What to do:
- a) According to the interview excerpt on Juan Rulfo, why did García Márquez come to Jalapa? Answer in one to three sentences.
- b) Extend the interview excerpt on Juan Rulfo from where it stops, keeping its format.

Text passage:
================================

JR: Yes, and I have met them personally.

Apuntes: We seem to coincide in our literary tastes. But tell me, what is it about their work that you find so enticing?

JR: Starting with Juan Rulfo: I met him for the first time in Chile and then saw him frequently in Mexico. I would pick him up at the Instituto Nacional Indigenista and we would have lunch. We became close friends. His literature is wonderful.

Apuntes: Did he write something else besides Pedro Páramo?

JR: He wrote many short stories in one book: El Llano en Llamas. García Márquez once said that he would give up all his own work to be the author of Pedro Páramo. He was clearly exaggerating, but that is a measure of the quality of Rulfo’s work.  García Márquez was a close friend of Onetti , so when I invited Onetti to Jalapa (I brought him over from Spain), García Márquez came to Jalapa to say hello. They were very close.

================================

(Raw records)

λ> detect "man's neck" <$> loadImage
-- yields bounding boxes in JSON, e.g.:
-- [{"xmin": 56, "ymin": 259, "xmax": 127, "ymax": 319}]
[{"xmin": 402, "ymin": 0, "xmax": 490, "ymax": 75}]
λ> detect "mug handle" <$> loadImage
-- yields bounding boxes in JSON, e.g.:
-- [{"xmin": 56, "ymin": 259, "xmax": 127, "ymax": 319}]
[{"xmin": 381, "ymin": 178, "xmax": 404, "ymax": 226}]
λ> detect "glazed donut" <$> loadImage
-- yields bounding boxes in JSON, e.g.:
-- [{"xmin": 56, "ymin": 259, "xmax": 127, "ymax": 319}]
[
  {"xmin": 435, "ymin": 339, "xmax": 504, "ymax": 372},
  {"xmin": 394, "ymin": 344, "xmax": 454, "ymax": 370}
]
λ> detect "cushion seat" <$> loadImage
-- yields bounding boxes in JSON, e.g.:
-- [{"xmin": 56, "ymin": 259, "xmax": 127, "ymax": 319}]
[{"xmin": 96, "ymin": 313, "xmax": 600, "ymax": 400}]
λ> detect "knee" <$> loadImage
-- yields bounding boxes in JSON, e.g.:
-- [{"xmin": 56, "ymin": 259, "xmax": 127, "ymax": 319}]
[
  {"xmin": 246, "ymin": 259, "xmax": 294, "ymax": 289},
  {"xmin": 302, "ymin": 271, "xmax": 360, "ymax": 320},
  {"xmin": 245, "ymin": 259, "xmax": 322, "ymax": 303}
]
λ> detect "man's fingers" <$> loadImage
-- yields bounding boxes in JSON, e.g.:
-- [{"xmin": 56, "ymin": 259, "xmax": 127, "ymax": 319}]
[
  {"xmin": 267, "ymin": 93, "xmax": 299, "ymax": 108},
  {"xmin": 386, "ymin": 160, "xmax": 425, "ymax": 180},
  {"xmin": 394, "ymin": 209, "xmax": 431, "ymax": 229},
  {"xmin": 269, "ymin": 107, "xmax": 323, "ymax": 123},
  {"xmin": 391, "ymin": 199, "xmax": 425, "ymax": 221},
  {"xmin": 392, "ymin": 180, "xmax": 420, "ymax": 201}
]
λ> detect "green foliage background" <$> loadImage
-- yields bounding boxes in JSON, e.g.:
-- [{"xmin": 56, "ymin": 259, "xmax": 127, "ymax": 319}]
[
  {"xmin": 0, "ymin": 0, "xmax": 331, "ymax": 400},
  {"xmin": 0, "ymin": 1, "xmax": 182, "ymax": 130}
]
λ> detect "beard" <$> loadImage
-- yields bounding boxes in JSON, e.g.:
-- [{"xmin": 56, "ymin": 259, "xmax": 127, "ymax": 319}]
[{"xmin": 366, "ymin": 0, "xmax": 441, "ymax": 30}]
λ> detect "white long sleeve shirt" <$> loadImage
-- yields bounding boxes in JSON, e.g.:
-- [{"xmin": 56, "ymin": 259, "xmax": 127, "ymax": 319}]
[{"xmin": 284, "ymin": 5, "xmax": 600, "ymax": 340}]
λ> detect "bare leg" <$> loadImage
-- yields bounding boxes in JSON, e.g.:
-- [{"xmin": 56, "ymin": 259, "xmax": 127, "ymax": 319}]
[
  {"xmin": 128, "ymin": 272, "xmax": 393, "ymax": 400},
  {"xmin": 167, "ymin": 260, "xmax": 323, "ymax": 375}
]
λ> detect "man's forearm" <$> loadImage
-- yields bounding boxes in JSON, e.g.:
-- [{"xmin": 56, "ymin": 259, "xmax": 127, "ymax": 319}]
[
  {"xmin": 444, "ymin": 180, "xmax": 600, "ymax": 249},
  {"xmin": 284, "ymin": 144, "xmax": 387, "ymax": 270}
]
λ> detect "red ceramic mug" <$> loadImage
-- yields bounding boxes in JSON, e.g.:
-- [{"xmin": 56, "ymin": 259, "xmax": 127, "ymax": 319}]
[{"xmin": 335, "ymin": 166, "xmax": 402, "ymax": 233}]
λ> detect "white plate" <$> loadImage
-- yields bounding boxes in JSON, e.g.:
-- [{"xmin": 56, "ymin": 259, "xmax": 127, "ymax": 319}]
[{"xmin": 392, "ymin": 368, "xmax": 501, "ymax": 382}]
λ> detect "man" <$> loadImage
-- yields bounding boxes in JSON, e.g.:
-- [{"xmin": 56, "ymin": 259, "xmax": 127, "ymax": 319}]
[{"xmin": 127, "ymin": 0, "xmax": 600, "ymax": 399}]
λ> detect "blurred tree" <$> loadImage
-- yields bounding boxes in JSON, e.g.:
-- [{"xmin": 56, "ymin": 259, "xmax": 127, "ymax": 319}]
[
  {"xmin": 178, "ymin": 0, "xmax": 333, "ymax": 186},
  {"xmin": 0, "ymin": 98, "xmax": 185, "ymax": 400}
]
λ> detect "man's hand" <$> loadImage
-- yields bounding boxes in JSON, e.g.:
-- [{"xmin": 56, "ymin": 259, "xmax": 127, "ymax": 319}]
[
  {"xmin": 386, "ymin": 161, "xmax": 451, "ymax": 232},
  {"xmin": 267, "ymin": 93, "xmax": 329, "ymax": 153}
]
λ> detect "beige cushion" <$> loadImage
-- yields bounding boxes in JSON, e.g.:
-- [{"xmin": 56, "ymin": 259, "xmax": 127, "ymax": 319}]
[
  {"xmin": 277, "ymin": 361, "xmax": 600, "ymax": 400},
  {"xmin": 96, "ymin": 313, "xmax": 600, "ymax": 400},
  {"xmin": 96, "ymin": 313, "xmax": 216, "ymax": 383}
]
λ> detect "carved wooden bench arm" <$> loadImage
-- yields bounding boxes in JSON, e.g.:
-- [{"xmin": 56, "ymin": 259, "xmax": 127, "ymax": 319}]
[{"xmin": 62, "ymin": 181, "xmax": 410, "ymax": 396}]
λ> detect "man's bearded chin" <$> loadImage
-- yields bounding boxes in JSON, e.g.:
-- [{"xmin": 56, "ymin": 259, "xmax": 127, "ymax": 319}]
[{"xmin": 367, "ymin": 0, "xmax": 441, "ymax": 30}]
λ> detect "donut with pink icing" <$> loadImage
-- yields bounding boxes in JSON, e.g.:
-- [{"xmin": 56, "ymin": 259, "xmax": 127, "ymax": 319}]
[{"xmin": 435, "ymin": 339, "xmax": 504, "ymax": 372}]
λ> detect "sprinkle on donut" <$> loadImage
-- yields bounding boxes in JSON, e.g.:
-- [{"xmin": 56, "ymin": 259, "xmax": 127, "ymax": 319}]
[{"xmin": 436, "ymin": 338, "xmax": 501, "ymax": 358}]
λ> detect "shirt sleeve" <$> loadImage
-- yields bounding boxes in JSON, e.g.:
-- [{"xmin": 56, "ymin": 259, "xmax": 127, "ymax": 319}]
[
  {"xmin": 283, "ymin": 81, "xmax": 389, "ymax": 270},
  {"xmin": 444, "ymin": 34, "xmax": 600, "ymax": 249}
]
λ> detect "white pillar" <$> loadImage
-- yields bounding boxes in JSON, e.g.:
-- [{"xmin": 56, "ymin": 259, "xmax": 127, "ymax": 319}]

================================

Outputs by task:
- a) García Márquez came to Jalapa to say hello to Onetti, who had been invited there and brought over from Spain. He did so because he was a close friend of Onetti.

- b)
Apuntes: So that’s at the personal level. At the professional level, what about their writing?

JR: Well, I never get tired of teaching García Márquez’s short stories and short novels. I like those works more than his 100 Years of Solitude. I very much like Rulfo’s writing, as well as Onetti’s short stories. These three authors are so different: they express something deep from their own countries [Colombia, Mexico, and Uruguay].

Apuntes: Let me ask your opinion of individual writers: Octavio Paz?

JR: I visited Octavio Paz at his home several times. I have never written about Octavio Paz because I felt that he was surrounded by a court, and I didn’t want to be part of that court. Also, Rulfo was in opposition, ideological opposition, to Octavio Paz. I admire Octavio Paz, and there is no question that he is an excellent poet. As an essayist he is brilliant, even if I don’t agree with him ideologically.

Carlos Fuentes and Gabriel Gracia Marquez

Apuntes:  Carlos Fuentes?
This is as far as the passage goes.